WHAT YOU SHOULD DO: Print word for word the stretch of the data quality test suite text starting at "- After data" and ending at "with many sources.".

Data Quality Test Suite
Data pipelines silently produce wrong numbers more often than they fail loudly. This template generates a comprehensive test suite that catches:
- Schema drift (a column type changed)
- Freshness issues (data is stale)
- Volume anomalies (record count dropped 50%)
- Quality violations (nulls, duplicates, invalid values)
- Business rule violations (orders without customers, sums that don't reconcile)
Pipelines without these tests will eventually ship bad data to consumers. The question is just when.
When to use
- Before deploying any new pipeline to production
- When inheriting pipelines without tests (yes, fix this immediately)
- After data quality incidents (formalize what you should have caught)
- For regulated data where SLAs require quality SLOs
Choice of tooling
Three viable approaches; pick one and stick with it:
1. Great Expectations — most comprehensive, Python-based, lots of built-in expectations, integrates with ADF/Databricks/Fabric. Best for: complex projects with many sources.

Region outline records

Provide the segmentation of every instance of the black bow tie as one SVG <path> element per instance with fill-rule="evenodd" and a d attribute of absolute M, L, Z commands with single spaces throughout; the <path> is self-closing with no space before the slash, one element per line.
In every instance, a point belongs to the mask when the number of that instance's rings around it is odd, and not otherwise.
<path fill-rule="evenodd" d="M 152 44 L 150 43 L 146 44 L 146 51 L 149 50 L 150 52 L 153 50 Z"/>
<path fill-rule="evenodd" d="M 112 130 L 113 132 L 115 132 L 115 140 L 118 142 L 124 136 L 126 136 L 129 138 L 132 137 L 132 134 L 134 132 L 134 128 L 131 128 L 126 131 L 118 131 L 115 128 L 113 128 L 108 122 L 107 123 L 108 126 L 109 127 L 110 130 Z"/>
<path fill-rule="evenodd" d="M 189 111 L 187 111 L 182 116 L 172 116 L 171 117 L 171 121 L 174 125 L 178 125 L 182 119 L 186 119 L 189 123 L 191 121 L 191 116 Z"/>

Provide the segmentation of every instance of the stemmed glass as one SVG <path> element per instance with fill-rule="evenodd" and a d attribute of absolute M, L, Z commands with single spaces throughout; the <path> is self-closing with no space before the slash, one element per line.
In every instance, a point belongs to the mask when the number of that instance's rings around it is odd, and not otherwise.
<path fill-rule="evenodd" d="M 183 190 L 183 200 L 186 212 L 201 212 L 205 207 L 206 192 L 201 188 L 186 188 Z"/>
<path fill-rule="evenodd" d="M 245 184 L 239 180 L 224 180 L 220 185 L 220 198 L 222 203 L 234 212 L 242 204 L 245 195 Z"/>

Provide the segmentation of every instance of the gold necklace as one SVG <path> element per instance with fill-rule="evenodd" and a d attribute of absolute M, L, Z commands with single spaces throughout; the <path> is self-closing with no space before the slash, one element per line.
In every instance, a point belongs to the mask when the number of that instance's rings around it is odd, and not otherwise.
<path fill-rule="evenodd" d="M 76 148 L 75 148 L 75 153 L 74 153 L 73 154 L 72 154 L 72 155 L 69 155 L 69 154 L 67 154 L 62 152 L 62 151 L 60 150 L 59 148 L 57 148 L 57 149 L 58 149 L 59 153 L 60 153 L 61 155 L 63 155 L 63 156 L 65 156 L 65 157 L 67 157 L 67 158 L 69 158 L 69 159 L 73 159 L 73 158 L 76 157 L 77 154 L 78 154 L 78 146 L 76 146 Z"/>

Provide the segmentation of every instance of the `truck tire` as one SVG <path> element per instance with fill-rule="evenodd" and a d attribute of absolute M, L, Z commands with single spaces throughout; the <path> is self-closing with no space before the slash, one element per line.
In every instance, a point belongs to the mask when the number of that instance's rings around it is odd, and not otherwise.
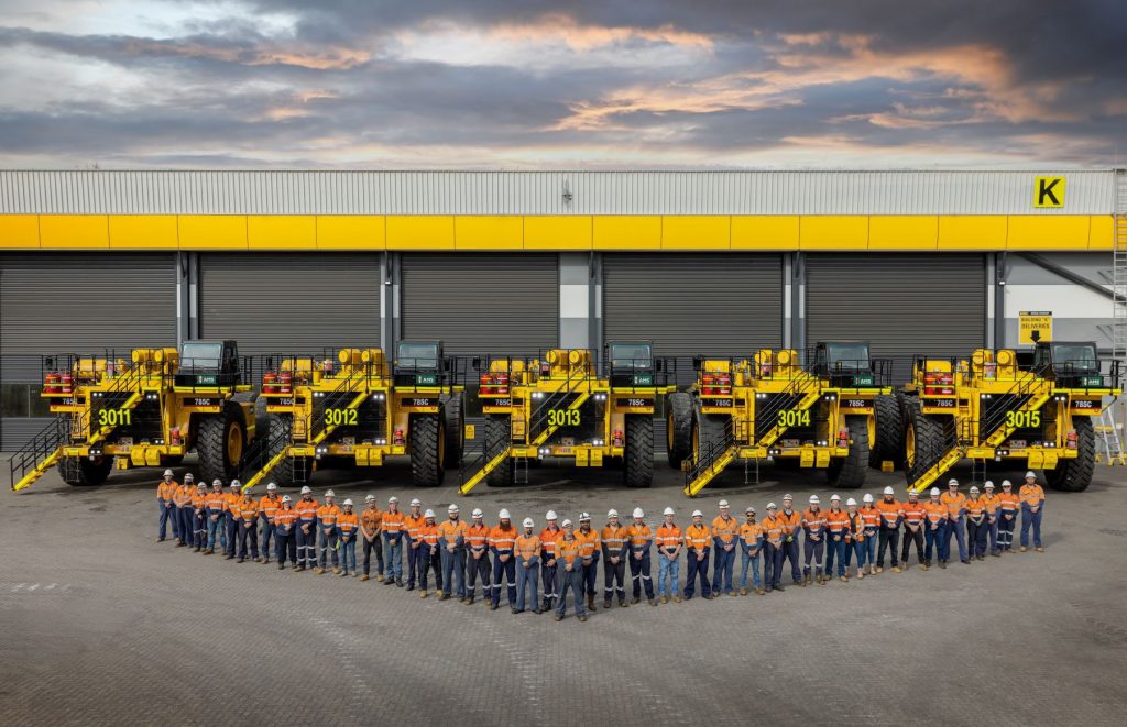
<path fill-rule="evenodd" d="M 239 470 L 239 459 L 247 447 L 247 424 L 242 407 L 227 402 L 220 414 L 205 414 L 196 429 L 196 454 L 199 456 L 201 482 L 213 479 L 228 484 Z"/>
<path fill-rule="evenodd" d="M 665 418 L 665 447 L 669 467 L 681 469 L 681 463 L 693 455 L 693 427 L 696 421 L 693 397 L 685 392 L 676 392 L 665 397 L 665 404 L 668 407 Z"/>
<path fill-rule="evenodd" d="M 71 487 L 92 487 L 109 477 L 114 468 L 112 457 L 63 457 L 59 460 L 59 476 Z"/>
<path fill-rule="evenodd" d="M 649 487 L 654 484 L 654 418 L 628 415 L 625 434 L 622 482 L 627 487 Z"/>
<path fill-rule="evenodd" d="M 904 415 L 895 395 L 879 394 L 872 402 L 877 419 L 877 441 L 870 442 L 869 466 L 880 469 L 880 463 L 899 463 L 904 454 Z"/>
<path fill-rule="evenodd" d="M 438 414 L 411 414 L 411 482 L 416 487 L 442 484 L 446 424 Z"/>
<path fill-rule="evenodd" d="M 1095 474 L 1095 429 L 1088 416 L 1073 420 L 1076 428 L 1076 458 L 1057 460 L 1056 469 L 1045 470 L 1049 487 L 1061 492 L 1084 492 Z"/>
<path fill-rule="evenodd" d="M 857 490 L 864 485 L 869 467 L 869 424 L 864 416 L 846 416 L 849 429 L 849 455 L 831 460 L 826 478 L 834 490 Z"/>
<path fill-rule="evenodd" d="M 465 407 L 461 392 L 453 394 L 443 405 L 446 423 L 446 469 L 458 469 L 465 451 Z"/>
<path fill-rule="evenodd" d="M 513 441 L 513 422 L 508 416 L 486 416 L 486 460 L 482 466 L 492 461 Z M 509 457 L 486 475 L 486 484 L 490 487 L 511 487 L 514 482 L 513 458 Z"/>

EXERCISE SOLUTION:
- After data quality incidents (formalize what you should have caught)
- For regulated data where SLAs require quality SLOs
Choice of tooling
Three viable approaches; pick one and stick with it:
1. Great Expectations — most comprehensive, Python-based, lots of built-in expectations, integrates with ADF/Databricks/Fabric. Best for: complex projects with many sources.